Cette polyvalence est le résultat de tentatives diverses. Fayol a contribué à la mettre en place. En 1878, il rédige une note technique sur l’organisation du travail au fond [6]. Avant qu’il n’arrive, il y avait une certaine division du travail. Le boisage des chantiers de dépilage était fait autrefois par des boiseurs spéciaux. Aujourd’hui les piqueurs boisent leurs chantiers. Cette spécialisation a donc été abandonnée. Le piqueur abat la houille et boise au fur et à mesure de l’avancement.

 

Il y avait aussi une spécialisation pour le remblayage, c’est à dire la pose de roches à la place du charbon enlevé, avec récupération partielle des bois de soutènement. A Commentry, le remblayage était fait de nuit alors que l’exploitation était faite de jour. Fayol expérimente une autre méthode, le remblayage par les piqueurs eux-mêmes, durant la journée. Cela occupe 10% de leur temps de travail. Leur salaire est modifié en conséquence. Les remblais sont descendus au retour des wagonnets qui ont remonté le charbon. Globalement, on réduit de 20% à 30% le nombre des chevaux nécessaires. L’économie porte aussi sur le coût de la surveillance. Il fallait un contremaître de nuit pour surveiller peu d’ouvriers. L’économie est de 0,05 F à 0,20 F par tonne de charbon.

 

Deux avantages qualitatifs s’y ajoutent. Les conditions de travail des mineurs : La suppression du poste de nuit est un bienfait, parce que dans les modestes logis exposés à tous les bruits du dehors et du ménage, il leur est difficile de trouver pendant la journée un sommeil réparateur. Surtout, les piqueurs remblayent quand le besoin s’en fait sentir, quand le chantier a trop avancé et que la sécurité n’est plus assurée, quand ils ne peuvent plus écouler la houille par les wagonnets.

 

Henri Fayol se félicite d’avoir ainsi pu atteindre plusieurs objectifs à la fois. Une mesure qui permet à la fois d’améliorer le sort des ouvriers, d’obtenir un travail plus parfait et de diminuer le prix de revient, constitue bien […] un véritable progrès. On voit ici le rôle de l’ingénieur ou celui du chef d’industrie selon la doctrine de Henri Fayol. Essayer diverses solutions d’organisation du travail, adopter celle qui conduit au meilleur prix, en comptant tout, la main d’œuvre directe et la main d’œuvre indirecte, la surveillance et le transport. Si, en plus, la sécurité est accrue et les conditions de travail améliorées, il a bien fait son travail de chef.

**CONSIGNE ÉCRITE 1:** D'après le passage, que doit compter le chef d'industrie pour retenir l'organisation du travail qui conduit au meilleur prix ? Citez tout.

(Entrées stockées d'une collection)
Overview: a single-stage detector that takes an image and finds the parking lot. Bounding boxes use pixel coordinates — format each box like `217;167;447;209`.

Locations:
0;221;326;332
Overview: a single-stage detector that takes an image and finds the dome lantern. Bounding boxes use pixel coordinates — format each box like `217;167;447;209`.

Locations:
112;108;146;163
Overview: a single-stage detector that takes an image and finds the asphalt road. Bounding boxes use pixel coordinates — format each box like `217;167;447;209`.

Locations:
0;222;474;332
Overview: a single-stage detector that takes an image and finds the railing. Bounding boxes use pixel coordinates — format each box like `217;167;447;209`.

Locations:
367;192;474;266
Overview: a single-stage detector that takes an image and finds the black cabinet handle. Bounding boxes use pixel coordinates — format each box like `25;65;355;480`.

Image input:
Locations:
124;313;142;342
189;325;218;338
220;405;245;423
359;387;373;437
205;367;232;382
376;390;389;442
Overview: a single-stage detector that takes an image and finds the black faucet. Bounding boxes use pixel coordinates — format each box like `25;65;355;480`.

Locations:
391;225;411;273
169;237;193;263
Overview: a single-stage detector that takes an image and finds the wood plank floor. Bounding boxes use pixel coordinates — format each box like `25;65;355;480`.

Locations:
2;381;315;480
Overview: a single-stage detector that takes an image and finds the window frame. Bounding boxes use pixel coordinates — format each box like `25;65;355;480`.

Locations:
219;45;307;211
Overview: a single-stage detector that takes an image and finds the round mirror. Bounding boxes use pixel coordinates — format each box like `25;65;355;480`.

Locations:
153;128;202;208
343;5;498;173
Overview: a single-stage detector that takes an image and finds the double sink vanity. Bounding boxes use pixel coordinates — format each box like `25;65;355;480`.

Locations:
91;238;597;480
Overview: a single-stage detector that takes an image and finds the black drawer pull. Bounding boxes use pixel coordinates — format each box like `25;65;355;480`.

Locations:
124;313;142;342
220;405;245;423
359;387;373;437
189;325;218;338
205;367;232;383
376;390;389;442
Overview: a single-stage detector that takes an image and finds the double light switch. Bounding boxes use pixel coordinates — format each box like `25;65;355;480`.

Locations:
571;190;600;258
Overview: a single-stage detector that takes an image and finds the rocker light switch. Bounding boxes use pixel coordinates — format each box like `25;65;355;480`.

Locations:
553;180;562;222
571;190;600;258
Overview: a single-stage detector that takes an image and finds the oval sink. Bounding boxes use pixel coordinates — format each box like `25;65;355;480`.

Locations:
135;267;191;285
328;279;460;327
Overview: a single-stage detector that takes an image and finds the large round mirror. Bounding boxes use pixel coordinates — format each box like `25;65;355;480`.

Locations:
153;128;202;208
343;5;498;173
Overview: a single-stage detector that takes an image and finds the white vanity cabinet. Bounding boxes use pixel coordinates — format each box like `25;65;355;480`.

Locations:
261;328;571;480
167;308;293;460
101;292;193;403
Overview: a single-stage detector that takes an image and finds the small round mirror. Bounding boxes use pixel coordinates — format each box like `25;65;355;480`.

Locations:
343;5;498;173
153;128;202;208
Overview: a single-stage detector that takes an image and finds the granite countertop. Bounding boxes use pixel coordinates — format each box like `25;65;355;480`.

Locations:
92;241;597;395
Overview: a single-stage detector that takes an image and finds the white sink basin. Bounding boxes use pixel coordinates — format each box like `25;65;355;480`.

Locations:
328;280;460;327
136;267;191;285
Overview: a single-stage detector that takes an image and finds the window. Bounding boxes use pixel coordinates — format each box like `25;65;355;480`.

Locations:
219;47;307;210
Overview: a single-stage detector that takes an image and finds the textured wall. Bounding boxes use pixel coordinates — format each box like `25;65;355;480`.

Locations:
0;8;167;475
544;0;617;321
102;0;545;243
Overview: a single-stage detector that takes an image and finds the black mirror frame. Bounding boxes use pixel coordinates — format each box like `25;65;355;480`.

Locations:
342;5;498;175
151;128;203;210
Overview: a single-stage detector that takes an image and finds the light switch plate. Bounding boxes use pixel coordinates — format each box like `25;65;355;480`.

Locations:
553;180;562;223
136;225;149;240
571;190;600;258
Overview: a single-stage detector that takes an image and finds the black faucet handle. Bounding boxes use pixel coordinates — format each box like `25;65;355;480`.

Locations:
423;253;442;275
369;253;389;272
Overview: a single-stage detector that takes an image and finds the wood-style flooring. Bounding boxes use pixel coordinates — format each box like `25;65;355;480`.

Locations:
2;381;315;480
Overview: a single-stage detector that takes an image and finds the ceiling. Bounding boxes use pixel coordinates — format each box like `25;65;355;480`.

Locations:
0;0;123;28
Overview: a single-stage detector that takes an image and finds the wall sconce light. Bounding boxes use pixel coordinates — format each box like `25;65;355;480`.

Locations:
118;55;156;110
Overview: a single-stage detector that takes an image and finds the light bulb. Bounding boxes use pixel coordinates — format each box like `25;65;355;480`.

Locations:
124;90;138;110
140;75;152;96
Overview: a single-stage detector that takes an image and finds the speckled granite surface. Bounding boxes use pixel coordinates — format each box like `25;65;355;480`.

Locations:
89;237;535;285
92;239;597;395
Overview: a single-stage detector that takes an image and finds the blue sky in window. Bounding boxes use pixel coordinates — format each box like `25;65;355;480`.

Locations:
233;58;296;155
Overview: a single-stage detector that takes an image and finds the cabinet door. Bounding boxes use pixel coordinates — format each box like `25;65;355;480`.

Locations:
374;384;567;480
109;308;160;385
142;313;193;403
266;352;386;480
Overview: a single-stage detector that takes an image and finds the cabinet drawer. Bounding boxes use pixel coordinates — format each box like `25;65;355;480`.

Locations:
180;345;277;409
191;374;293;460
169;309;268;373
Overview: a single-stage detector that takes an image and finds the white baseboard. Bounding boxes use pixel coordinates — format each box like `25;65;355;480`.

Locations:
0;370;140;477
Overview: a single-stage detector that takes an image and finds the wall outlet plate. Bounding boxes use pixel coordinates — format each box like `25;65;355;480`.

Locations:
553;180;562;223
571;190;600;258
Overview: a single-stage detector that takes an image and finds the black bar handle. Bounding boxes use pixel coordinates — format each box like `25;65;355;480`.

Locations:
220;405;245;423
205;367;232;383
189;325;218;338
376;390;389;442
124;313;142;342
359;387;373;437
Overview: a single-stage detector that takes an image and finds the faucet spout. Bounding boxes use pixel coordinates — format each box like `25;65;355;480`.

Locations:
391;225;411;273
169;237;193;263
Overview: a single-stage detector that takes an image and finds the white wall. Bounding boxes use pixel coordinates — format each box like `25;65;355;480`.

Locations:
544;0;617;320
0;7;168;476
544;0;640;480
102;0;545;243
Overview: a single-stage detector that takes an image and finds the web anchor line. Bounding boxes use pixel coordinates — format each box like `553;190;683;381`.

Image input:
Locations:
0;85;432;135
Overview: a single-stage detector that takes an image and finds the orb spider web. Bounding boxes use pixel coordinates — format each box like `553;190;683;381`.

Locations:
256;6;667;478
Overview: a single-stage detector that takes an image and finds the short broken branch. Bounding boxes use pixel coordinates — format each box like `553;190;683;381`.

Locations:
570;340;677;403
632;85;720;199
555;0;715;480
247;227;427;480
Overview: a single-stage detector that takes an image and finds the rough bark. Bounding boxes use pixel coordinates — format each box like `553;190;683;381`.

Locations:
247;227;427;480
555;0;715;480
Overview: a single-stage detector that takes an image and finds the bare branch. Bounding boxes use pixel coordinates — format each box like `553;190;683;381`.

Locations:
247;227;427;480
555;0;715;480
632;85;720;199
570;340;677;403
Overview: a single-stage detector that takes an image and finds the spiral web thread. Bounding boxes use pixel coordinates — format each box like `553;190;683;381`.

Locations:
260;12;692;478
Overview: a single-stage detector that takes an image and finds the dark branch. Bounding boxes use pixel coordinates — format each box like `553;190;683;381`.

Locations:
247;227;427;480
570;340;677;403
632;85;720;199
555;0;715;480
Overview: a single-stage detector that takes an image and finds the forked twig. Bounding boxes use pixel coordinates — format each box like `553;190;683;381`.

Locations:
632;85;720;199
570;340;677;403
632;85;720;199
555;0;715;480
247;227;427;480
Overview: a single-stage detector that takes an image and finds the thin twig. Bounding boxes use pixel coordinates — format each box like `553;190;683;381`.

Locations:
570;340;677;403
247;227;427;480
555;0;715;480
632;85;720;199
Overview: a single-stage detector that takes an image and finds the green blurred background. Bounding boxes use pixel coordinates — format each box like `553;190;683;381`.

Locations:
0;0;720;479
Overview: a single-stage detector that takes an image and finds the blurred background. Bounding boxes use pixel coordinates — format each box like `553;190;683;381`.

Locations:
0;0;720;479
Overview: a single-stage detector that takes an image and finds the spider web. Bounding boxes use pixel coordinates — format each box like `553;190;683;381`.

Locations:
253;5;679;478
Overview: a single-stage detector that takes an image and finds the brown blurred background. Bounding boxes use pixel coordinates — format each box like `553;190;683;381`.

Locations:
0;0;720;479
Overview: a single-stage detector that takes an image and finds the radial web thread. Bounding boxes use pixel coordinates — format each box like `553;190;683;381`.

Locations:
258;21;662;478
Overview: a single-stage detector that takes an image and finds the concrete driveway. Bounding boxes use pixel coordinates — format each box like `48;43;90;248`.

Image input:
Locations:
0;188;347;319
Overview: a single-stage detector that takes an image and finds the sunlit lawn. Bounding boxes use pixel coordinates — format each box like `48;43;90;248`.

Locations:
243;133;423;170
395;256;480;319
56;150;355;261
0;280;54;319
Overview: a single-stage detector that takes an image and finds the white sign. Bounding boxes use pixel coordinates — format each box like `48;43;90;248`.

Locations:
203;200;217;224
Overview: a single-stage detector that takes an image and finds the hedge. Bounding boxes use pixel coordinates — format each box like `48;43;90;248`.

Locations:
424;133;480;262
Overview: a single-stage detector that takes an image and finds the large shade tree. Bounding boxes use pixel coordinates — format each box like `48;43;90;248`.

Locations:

**CONSIGNE ÉCRITE 2:** Combien de lignes de la liste ci-dessus contiennent la chaîne « black », en tenant compte de la casse ? Indiquez seulement ce nombre.

**RÉPONSE 1:** La main d'œuvre directe, la main d'œuvre indirecte, la surveillance et le transport.

**RÉPONSE 2:** 6